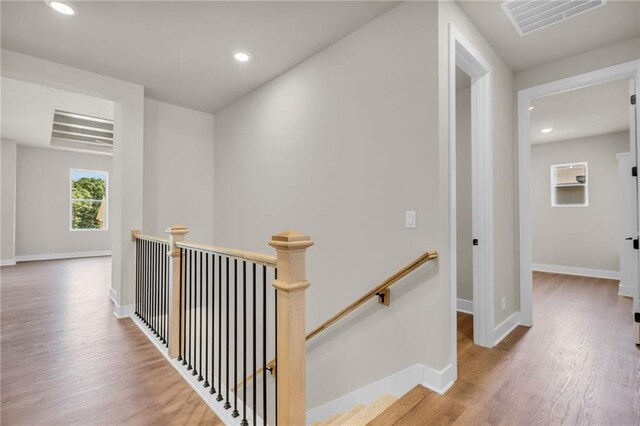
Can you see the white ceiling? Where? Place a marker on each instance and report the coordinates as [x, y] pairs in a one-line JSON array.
[[27, 110], [182, 51], [590, 111], [614, 22]]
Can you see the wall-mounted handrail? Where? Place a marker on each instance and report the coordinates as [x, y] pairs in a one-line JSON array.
[[259, 258], [430, 255], [373, 292]]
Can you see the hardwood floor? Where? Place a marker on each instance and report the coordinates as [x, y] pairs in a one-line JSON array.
[[577, 365], [67, 360]]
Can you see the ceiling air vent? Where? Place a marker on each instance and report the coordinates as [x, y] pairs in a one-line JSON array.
[[528, 16], [82, 131]]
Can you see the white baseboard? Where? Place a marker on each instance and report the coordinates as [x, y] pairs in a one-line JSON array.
[[32, 257], [570, 270], [465, 306], [126, 311], [626, 290], [396, 384], [505, 327]]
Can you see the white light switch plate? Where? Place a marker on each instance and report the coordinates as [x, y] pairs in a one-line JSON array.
[[410, 219]]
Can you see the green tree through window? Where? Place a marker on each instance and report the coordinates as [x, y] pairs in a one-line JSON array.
[[88, 199]]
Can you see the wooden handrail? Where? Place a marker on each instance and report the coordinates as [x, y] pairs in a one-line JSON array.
[[136, 235], [430, 255], [261, 259]]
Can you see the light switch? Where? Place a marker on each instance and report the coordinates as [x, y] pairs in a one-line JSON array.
[[410, 219]]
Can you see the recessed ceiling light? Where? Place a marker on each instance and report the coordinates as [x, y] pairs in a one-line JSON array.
[[241, 56], [61, 7]]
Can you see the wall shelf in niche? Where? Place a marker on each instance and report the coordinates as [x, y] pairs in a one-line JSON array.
[[569, 185]]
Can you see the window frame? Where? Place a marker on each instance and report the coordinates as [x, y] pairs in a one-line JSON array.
[[553, 168], [71, 200]]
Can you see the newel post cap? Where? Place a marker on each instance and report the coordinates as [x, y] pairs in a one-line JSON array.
[[290, 240], [177, 230]]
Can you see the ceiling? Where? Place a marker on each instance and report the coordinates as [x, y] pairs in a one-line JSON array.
[[28, 110], [614, 22], [181, 52], [590, 111]]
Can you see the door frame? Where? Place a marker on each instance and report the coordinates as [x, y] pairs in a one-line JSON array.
[[630, 70], [465, 55]]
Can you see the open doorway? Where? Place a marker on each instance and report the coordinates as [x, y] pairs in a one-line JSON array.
[[591, 203]]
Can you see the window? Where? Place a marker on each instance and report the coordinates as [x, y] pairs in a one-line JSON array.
[[89, 191], [569, 185]]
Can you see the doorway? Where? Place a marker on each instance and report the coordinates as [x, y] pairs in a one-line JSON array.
[[477, 239], [527, 100]]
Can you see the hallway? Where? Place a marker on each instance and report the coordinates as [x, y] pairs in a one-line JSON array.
[[67, 360], [576, 365]]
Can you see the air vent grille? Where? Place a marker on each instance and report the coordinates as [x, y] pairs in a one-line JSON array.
[[82, 130], [528, 16]]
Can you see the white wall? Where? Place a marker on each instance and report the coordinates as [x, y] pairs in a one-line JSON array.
[[613, 54], [43, 203], [464, 233], [178, 170], [504, 155], [126, 179], [339, 147], [580, 237], [8, 152]]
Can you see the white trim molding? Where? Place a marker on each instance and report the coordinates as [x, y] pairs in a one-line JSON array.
[[571, 270], [463, 54], [396, 384], [630, 70], [52, 256], [465, 306], [503, 329]]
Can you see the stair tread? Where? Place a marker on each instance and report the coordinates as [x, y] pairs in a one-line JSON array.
[[401, 407], [373, 410], [345, 418]]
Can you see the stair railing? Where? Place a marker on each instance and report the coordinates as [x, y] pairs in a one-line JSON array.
[[194, 298], [381, 291]]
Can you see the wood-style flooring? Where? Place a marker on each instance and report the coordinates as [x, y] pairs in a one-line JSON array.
[[578, 365], [67, 360]]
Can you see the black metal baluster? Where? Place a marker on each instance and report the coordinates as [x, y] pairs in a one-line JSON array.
[[219, 397], [180, 333], [213, 324], [275, 294], [235, 412], [264, 344], [146, 281], [189, 319], [137, 277], [255, 378], [206, 322], [166, 294], [154, 288], [227, 405], [244, 344], [200, 326]]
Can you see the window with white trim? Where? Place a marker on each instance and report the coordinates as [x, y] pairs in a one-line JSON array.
[[89, 200]]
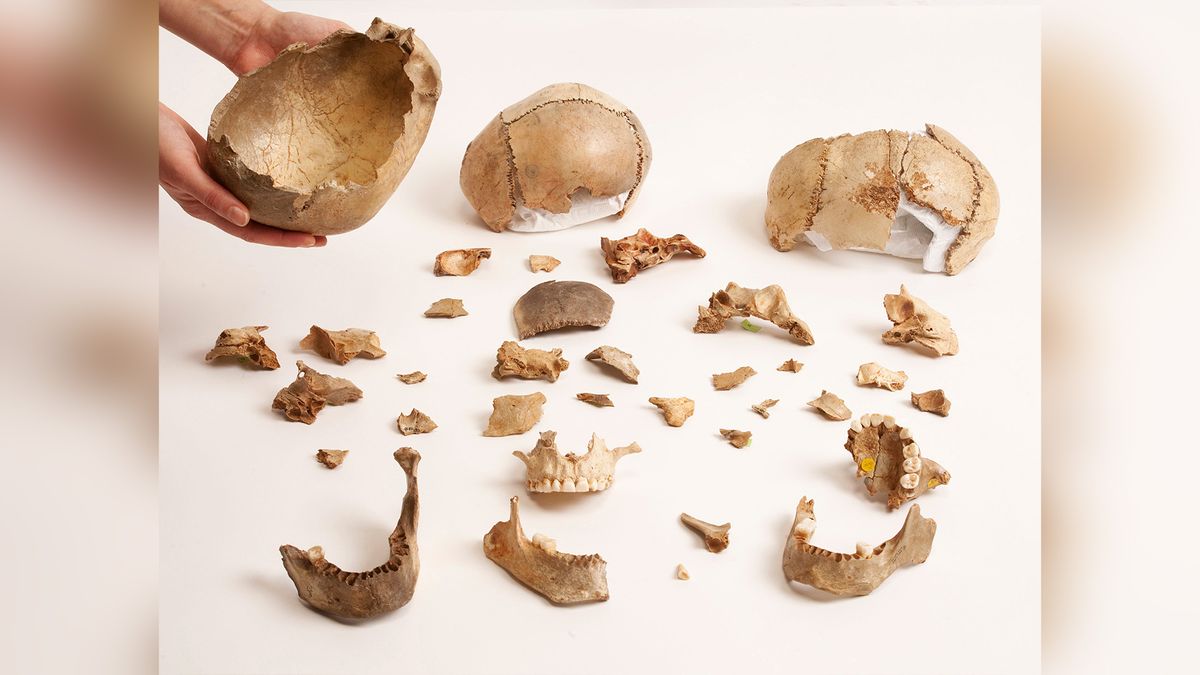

- Exercise aim: Images must not appear in the copy; reproduce everything else in the records verbatim.

- Worked solution:
Can you see the white ceiling? Where? Place a marker on each instance and report the coordinates as [x, y] pairs in a one-line JSON array.
[[27, 110], [182, 51], [590, 111], [614, 22]]
Can you see the wall-mounted handrail? Where? Place a marker on each instance and report the coordinates as [x, y] pairs in a one-line JSON array.
[[259, 258], [430, 255], [373, 292]]
Can you see the hardwood floor? Where? Place a marker on each instance and report the coordinates as [x, y] pairs in a one-line JSON array.
[[577, 365], [67, 360]]
Can you see the ceiling air vent? Where? Place a marker on each instance and report the coordinates as [x, y] pairs in a one-line JSON array.
[[528, 16], [82, 131]]
Can you see the white baseboard? Where? Place a marker on each instance and report the coordinates as [x, y] pairs in a one-line JSON array.
[[32, 257], [570, 270], [465, 306], [126, 311], [626, 290], [396, 384], [505, 327]]
Can you see the white light switch plate? Where? Place a marker on each instance and report the coordinates as [x, y] pairs in a one-line JSON array.
[[410, 219]]
Can you see the green tree through window? Where? Place a marker on each instance and report the coordinates as [x, y] pairs in a one-line JSON array.
[[88, 199]]
Can you see the wooden handrail? Where? Place a marker on each instance and report the coordinates as [x, y] pairs in a one-line JSON array.
[[136, 235], [430, 255], [261, 259]]
Can you see the light switch? Where? Place a marker on each instance and report the coordinates as [x, y] pairs in a one-line JSON array.
[[410, 219]]
Can you see the recessed ceiling light? Where? Place a marker on each instance and report the coordinates as [x, y] pairs in a one-line JSON array.
[[241, 56], [61, 7]]
Can you see the wall shelf in niche? Where? Place a marker on each instance and report the coordinates as [x, y] pairs in a one-line JSON array.
[[569, 185]]
Can you see the window frame? Where? Place a marker on each instance and report the coordinates as [x, y] pairs in a one-line JSON array.
[[553, 168], [71, 200]]
Can you see the newel post cap? Where? Place a marker on each instance and report the coordinates as [x, y] pairs in a one-line JSON array.
[[290, 240], [177, 230]]
Can you see the ceiling? Where? Place a marker on each instance and report the coordinates as [x, y] pairs in a one-line JSON array.
[[28, 110], [614, 22], [181, 52], [590, 111]]
Can you see the door frame? Where? Place a marker on each instance and report the coordinates as [x, y] pairs in a one-line JSON array.
[[630, 70], [465, 55]]
Can you see the open doorway? Where? Place a marker on each instance and report the coordinates as [x, y] pairs in a one-line JSON array.
[[591, 203]]
Can you see the window? Where? Place a marker on each instance and report the coordinates as [x, y] pairs in a one-line JSON array.
[[89, 191], [569, 185]]
Can you see the doorway? Where? Place a marker on each instance and report the coordinates as [x, y] pairs in a one-line JSON array.
[[477, 239], [527, 100]]
Can you see the hallway? Where? Place a marker on each instance and report the coordinates as [x, y] pairs in a one-line JSON array.
[[67, 360], [576, 365]]
Can you see the air vent grille? Where? Place a marker on each instance and report the coordinates as [x, y] pairs in a one-line JSON array.
[[82, 130], [528, 16]]
Can you see the white wall? Where? Place a marker on each instance and report the coordinates as [x, y] pairs in a one-line JSON array.
[[613, 54], [43, 203], [464, 233], [178, 170], [504, 155], [126, 179], [339, 147], [580, 237], [8, 152]]
Can you see the white trim molding? Where? Place a marker on each instance and report the coordinates as [x, y] pairs in a one-line JSON array.
[[571, 270], [463, 54], [396, 384], [630, 70], [52, 256], [465, 306], [503, 329]]
Can you see the stair tread? Where? Place a marker on each instance and report the coordinates as [x, y] pairs in a one-line JSON array.
[[401, 407], [373, 410], [345, 418]]
Can you see the stair railing? Where? Place a marker on each instance and report the coordinates as [x, y] pairs in a one-line JSON array.
[[194, 298], [381, 291]]
Can you see the wood-style flooring? Where? Place a marker on each instance and report the coordinates as [x, y] pairs in a one-line JSON array.
[[578, 365], [67, 360]]
Can you see the black metal baluster? Where? Place a marker on each instance and report the coordinates as [x, y] pairs in a one-line JSON array.
[[219, 397], [180, 333], [213, 324], [275, 294], [235, 412], [264, 344], [146, 281], [189, 319], [137, 277], [255, 378], [206, 322], [166, 294], [154, 288], [227, 405], [244, 344], [200, 326]]
Can you see the window with white trim? Where? Place a marker on each instance and report the coordinates as [x, y] pairs in a one-line JSON array.
[[89, 200]]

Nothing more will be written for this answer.